EXCERPTED PASSAGE:
About the Zoo
The Pittsburgh Zoo & PPG Aquarium will be a leader and a significant contributor to the conservation of endangered and threatened species;
We will provide an enjoyable family experience which fosters understanding, respect, and appreciation of wildlife;
We will be recognized for the excellence of our collection, programs, and exhibitry;
We will be acknowledged as a culturally significant facility;
We will offer a variety of unique educational programs with a strong emphasis on conservation;
We will conduct scientific research which supports and enhances the quality of animal and plant life, visitor experiences, education, and conservation; At the Pittsburgh Zoo & PPG Aquarium and worldwide.
This video was produced by Cut ‘N’ Run Studios.
More than a century ago, philanthropist Christopher Lyman Magee donated $125,000 for the construction of a zoological garden in Pittsburgh’s Highland Park neighborhood. On June 14, 1898, the Pittsburgh Zoo opened its gates to the public, providing visitors with a rare glimpse of animals and plants they had never seen before. Fitting in with the paradigm of the day, the Zoo resembled more of an animal menagerie than it does today. Through the years, however, the Zoo has transformed itself, incorporating naturalistic habitats for a great variety of species, as well as becoming a resource for conservation, education, and research.
This evolution began in 1937 with the addition of outdoor bear exhibits. In 1949, Pittsburgh’s first Children’s Zoo opened–thanks to a generous grant from the Sarah Mellon Scaife Foundation. In the 40 years that followed, children delighted in the charming and imaginative exhibits–like walking into the mouth of whale with its soft spongy tongue, and the giant hunk of cheese that was home to dozens of mice. When the AquaZoo opened in 1967, it was the only public aquarium in Pennsylvania and the second largest aquarium in the country at the time.
The Zoo’s Master Plan for recent renovations began in 1980. The next decade completely transformed the Zoo. Exhibits were recreated into naturalistic habitats, enabling animals to roam as they would in the wild while providing a more pleasant and informative experience for Zoo visitors. The Asian Forest, which opened in 1983, was the first area of the Zoo to utilize this new philosophy. The African Savanna followed, featuring seven major exhibits in an African landscape, opening in 1987.
In 1991, the Zoo opened the Tropical Forest, a five-acre indoor rainforest housing 16 primate species and more than 150 types of tropical plants. Also that year, the Children’s Zoo was renovated into a Children’s Farm, featuring domestic animals and animal care demonstrations. Niches of the World, an underground indoor exhibit, reopened its doors in 1992 as the home for reptiles, amphibians, and small animals.

Rows from a box-labeling dataset:
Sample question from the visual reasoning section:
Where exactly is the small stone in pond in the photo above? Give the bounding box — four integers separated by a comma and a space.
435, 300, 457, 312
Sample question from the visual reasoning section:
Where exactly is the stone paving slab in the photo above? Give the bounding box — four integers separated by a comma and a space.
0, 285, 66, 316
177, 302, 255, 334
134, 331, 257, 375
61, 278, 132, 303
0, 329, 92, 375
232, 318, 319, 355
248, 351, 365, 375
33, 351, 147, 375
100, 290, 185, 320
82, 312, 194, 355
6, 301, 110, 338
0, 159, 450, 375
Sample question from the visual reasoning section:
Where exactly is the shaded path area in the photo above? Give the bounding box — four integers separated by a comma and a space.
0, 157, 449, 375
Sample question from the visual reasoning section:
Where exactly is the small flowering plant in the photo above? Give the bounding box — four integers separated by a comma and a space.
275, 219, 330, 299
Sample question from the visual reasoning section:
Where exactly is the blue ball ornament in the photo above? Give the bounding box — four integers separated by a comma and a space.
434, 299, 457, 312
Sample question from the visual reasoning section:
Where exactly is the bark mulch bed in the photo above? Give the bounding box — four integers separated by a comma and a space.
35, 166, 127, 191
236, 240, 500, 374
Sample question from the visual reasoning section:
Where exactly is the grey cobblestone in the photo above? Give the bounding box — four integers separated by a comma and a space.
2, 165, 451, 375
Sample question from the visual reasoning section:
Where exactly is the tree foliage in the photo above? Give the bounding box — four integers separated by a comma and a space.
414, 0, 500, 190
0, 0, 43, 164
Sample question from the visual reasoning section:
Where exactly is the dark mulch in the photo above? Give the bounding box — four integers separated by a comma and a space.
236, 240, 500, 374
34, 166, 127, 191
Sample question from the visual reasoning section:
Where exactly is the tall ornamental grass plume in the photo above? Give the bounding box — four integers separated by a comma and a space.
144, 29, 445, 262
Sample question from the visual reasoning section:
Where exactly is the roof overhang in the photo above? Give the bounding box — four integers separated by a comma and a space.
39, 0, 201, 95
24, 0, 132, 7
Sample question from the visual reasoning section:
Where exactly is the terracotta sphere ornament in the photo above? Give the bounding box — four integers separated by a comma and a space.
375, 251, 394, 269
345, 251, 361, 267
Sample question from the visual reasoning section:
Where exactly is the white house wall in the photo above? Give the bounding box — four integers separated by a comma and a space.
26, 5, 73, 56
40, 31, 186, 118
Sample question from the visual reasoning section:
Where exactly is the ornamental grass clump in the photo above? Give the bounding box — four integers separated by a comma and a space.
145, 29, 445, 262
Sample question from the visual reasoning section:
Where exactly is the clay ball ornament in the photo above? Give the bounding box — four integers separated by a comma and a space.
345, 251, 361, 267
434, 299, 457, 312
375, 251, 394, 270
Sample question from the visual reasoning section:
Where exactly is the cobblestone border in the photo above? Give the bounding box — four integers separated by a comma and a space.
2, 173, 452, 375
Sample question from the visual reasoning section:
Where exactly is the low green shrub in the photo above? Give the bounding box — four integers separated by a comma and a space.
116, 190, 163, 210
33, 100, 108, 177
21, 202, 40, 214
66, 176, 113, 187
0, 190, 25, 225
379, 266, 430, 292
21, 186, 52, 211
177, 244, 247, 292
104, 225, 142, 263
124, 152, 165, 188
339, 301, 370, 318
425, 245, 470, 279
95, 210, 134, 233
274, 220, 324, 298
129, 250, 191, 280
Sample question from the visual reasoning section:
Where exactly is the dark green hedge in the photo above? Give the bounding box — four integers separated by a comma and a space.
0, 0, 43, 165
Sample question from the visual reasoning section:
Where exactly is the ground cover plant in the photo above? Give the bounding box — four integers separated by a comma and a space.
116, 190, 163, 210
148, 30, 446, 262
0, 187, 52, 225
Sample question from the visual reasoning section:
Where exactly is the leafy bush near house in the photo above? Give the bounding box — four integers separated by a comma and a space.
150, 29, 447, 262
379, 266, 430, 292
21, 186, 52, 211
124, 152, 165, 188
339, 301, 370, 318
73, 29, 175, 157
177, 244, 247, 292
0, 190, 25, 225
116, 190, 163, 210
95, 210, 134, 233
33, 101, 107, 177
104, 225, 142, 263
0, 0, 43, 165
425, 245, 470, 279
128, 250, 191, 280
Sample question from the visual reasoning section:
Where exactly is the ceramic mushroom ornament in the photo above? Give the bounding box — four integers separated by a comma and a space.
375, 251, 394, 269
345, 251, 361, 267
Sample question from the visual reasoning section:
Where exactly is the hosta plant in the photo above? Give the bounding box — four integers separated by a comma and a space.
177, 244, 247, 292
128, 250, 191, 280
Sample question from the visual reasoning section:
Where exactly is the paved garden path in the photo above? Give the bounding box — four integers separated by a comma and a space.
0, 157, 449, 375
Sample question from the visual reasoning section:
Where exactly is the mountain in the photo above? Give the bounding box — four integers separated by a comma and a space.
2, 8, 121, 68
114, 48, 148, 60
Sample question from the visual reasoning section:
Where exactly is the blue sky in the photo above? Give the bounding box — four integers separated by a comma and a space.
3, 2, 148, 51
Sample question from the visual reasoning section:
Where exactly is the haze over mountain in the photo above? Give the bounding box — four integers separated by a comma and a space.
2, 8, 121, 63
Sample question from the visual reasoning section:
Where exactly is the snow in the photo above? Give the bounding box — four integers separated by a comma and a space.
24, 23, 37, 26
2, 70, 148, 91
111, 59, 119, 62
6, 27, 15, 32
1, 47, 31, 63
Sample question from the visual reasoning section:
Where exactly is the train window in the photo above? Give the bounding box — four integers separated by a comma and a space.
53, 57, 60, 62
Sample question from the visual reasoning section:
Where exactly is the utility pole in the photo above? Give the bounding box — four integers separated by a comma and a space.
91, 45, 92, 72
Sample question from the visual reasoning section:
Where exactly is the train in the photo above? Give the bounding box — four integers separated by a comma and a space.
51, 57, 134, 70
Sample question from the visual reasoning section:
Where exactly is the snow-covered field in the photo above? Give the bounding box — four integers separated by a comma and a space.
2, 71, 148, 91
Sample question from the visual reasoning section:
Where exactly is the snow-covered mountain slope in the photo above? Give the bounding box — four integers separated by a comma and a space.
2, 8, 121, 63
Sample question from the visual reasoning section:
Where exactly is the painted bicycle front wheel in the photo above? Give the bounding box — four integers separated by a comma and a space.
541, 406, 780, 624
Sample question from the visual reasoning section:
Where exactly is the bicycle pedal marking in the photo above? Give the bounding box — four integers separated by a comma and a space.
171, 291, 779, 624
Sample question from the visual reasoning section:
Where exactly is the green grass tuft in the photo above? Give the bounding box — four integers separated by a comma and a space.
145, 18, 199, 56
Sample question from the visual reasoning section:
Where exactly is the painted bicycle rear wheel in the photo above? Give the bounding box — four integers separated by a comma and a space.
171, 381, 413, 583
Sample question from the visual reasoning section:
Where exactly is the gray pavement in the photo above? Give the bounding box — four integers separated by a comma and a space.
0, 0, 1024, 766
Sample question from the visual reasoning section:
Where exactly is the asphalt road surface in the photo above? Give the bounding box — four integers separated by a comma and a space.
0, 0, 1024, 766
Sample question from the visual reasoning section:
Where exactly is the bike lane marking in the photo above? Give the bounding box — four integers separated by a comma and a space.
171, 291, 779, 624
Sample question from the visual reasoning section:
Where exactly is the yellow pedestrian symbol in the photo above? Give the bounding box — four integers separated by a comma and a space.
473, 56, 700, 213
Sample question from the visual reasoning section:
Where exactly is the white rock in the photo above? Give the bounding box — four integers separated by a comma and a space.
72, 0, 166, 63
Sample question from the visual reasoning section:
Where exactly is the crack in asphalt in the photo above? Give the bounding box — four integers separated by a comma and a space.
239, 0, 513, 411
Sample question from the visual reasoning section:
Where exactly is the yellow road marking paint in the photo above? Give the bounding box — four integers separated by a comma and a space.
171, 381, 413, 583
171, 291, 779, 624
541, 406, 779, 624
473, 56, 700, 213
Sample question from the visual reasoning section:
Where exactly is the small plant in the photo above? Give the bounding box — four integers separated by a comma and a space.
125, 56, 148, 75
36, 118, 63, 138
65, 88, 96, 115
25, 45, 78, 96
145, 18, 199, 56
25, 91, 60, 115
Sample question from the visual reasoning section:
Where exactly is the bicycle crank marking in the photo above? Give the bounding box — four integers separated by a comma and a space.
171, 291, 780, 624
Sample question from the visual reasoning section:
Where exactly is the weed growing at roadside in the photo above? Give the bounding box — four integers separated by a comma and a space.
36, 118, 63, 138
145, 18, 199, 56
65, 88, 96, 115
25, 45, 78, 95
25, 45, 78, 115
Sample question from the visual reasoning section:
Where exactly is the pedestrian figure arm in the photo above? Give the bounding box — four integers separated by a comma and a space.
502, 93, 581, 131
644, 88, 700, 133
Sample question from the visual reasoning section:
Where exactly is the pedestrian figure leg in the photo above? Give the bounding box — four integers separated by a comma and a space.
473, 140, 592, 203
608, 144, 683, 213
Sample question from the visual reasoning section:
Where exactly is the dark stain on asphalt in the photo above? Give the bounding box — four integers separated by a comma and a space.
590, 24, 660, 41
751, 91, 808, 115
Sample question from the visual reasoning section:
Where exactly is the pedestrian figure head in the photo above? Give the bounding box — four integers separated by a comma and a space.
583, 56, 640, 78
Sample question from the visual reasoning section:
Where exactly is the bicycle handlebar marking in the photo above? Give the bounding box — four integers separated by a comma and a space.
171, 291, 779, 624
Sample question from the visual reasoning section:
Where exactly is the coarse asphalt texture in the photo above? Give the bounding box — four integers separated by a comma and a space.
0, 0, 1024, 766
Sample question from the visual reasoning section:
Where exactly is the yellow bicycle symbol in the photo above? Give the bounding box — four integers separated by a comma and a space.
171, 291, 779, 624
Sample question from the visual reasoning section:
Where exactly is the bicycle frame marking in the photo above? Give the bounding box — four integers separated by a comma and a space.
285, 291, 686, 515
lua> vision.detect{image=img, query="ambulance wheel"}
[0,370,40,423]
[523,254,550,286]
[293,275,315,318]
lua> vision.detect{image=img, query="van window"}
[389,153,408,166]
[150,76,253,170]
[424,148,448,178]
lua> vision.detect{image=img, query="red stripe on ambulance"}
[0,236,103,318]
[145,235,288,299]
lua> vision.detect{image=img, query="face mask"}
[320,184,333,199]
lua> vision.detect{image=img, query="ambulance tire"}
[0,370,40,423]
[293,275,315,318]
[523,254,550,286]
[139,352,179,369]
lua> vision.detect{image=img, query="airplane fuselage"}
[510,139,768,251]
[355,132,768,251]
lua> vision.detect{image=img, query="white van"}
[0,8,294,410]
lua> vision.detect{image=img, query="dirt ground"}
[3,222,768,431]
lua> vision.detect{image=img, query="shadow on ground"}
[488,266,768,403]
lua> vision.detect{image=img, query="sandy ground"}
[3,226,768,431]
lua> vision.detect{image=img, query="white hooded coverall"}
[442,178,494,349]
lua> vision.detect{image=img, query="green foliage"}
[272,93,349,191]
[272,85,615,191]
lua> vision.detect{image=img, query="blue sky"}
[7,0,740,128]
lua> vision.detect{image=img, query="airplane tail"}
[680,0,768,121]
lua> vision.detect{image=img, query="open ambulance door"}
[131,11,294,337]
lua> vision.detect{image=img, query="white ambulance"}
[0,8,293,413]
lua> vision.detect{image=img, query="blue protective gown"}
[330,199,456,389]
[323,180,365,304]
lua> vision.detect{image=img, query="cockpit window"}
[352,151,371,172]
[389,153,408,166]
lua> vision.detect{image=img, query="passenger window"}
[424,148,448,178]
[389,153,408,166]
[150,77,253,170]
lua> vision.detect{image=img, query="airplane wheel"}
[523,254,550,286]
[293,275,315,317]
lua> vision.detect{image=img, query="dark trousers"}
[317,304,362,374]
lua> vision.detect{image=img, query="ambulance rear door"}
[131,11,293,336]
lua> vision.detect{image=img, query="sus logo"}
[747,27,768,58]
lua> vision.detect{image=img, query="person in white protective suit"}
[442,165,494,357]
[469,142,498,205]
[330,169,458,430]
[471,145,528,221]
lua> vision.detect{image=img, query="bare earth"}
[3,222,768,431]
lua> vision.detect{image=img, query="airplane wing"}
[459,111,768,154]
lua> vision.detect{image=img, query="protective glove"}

EXERCISE INSTRUCTIONS:
• A. Tally the lines in the rows that contain the string "train", treating case as significant. Give only the number.
• B. Please continue the passage on the Pittsburgh Zoo's history from where it stops.

ANSWERS BELOW:
• A. 2

• B.
In January of 1994, the Pittsburgh Zoo became a private non-profit organization, owned and operated by the Zoological Society of Pittsburgh. Later this year, the Zoo’s Education Complex was built, creating space for five classrooms, a library, and a 300-seat lecture hall, furthering the Zoo’s mission of conservation and education. The Zoo’s administration offices also are located here. Kids Kingdom, the completely renovated children’s zoo, opened in 1995 and was further enhanced by the addition of the Discovery Pavilion in 1997. A $17.4 million state-of-the-art aquarium opened in 2000, doubling the number of aquatic animals at the Zoo. In 2002, the Zoo celebrated the expansion of the Education Complex. The roof was raised and a second story was built, providing more classrooms, teacher resource areas, and an animal holding area. The building was modified using several green practices.
Water’s Edge, a thematic neighborhood with the ambiance of a small coastal fishing village, opened in 2007. This interactive exhibit gets visitors up close with polar bears, sea otters, sea lions, and elephant seals. It invites visitors to learn more about animal habitats, as well as their connections with the environment and the ways they can help to protect it.
In 2015, the Zoo proudly unveiled The Islands, a 22,000-square-foot exhibit that offers an immersive island atmosphere with cascading waterfalls, ponds, and the unique sounds of endangered animals. Featuring animals native to island atmospheres around the world, including Philippine crocodiles, Aldabra tortoises, Visayan warty pigs, siamangs, and clouded leopards, the area also offers a beach with sand, beach umbrellas, and an oversized Adirondack chair. In 2017, the Zoo opened Jungle Odyssey, featuring five new animal exhibits including fossas, capybaras, ocelots, giant anteaters, and a pygmy hippo set amongst jungle foliage.
The Zoo’s remarkable growth in attendance, exhibitry, research, education, and conservation efforts are sending it roaring into the future.
Support for the Pittsburgh Zoo & PPG Aquarium is generously provided by
These esteemed members of the community generously volunteer their time as members of the Zoological Society of Pittsburgh’s Board of Directors, contributing to the bright future of the Zoo and ensuring it remains an educational, conservation-oriented, and recreational establishment in the Pittsburgh region for decades to come.
Leonard F. Bach
Dorothy L. Boyer
Kenneth Cheng, M.D.
G. Henry Cook
Karen Roche Galey, M.D.
Deborah Bergren Garlock
Edward Goncz, Chair
Donna K. Hudson, Vice Chair
Darcel R. Madkins
Jennifer Tis Mihok
Jeanne Minnicks, Secretary
John Payne, DVM, MS
Diana Mrvos Rath
J. Eric Renner
Morton D. Stanfield, Jr.
Douglas W. Stirling
Gregory Weingart, Treasurer
Robert T. Woodings, III
These key staff members hold top positions within the Pittsburgh Zoo & PPG Aquarium and help to shape the everyday operations of the Zoo.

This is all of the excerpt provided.